Serving patients, spreading cheer
Charles Nuttall, M.D. ’71, is a Nobel Prize-winning physician, grandfather and Santa actor
Dec. 8, 2025 — Charles Nuttall, M.D. ’71, has worn many hats. The retired nephrologist, a grandfather of two, spent a fruitful career treating patients and consulting for pharmaceutical companies, and was honored with one of humanity’s most significant awards.
Oh, and there’s also the Santa hat.
Between 2012 and 2022, Nuttall traded in a physician’s white coat for jolly Saint Nick’s signature velvet red suit and black boots, greeting guests at Santa’s Corner, part of the holiday market in Manhattan’s Bryant Park each December.
“I didn’t intend to grow up to look like Santa Claus,” Nuttall said. “When I started to look like him, friends and family encouraged me to take it on.”
He started out portraying Santa at family gatherings, handing out gifts during the holiday season. Through contacts he had in the acting and modeling world, he was tapped to don red the suit at Bryant Park, meeting with thousands of children and families from across the globe who visited New York each winter.

## Aim of the task
Please reproduce, word for word, the stretch of the Charles Nuttall profile from "Oh, and there’s" through "Park each December.".

## Input data

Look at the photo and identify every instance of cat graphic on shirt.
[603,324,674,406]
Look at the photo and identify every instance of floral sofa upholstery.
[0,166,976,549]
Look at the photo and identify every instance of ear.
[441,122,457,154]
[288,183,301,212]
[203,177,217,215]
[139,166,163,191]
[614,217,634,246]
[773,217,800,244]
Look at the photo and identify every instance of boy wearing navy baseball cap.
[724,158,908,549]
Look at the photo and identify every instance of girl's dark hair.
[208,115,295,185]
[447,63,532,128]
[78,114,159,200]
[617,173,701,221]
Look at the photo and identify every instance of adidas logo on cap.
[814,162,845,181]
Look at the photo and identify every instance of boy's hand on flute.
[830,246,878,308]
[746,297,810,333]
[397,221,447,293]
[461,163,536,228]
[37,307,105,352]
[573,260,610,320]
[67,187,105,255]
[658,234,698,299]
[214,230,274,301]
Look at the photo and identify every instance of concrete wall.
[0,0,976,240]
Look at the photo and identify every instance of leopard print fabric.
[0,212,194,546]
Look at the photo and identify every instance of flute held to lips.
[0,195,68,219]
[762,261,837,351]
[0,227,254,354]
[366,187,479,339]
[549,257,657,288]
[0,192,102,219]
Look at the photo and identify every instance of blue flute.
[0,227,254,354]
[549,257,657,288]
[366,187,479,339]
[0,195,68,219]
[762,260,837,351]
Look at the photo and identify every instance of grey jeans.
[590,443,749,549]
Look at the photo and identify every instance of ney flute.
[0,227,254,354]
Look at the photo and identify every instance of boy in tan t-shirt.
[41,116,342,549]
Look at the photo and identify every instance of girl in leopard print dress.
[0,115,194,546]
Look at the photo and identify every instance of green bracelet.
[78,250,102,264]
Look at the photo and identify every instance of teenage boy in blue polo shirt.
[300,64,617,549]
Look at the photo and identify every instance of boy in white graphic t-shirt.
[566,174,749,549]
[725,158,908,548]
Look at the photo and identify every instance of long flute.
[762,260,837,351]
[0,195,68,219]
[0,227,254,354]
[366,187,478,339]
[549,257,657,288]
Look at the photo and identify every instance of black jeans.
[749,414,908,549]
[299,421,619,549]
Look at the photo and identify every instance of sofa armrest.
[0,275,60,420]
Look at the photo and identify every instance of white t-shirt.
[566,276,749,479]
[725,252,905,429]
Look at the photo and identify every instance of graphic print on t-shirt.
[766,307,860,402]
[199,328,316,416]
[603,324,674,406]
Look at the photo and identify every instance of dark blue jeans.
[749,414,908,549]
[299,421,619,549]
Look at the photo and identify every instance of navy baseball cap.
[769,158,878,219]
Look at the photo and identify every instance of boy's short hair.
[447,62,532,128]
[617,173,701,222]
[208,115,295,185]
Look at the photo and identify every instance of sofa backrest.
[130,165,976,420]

## Written solution
Oh, and there’s also the Santa hat.
Between 2012 and 2022, Nuttall traded in a physician’s white coat for jolly Saint Nick’s signature velvet red suit and black boots, greeting guests at Santa’s Corner, part of the holiday market in Manhattan’s Bryant Park each December.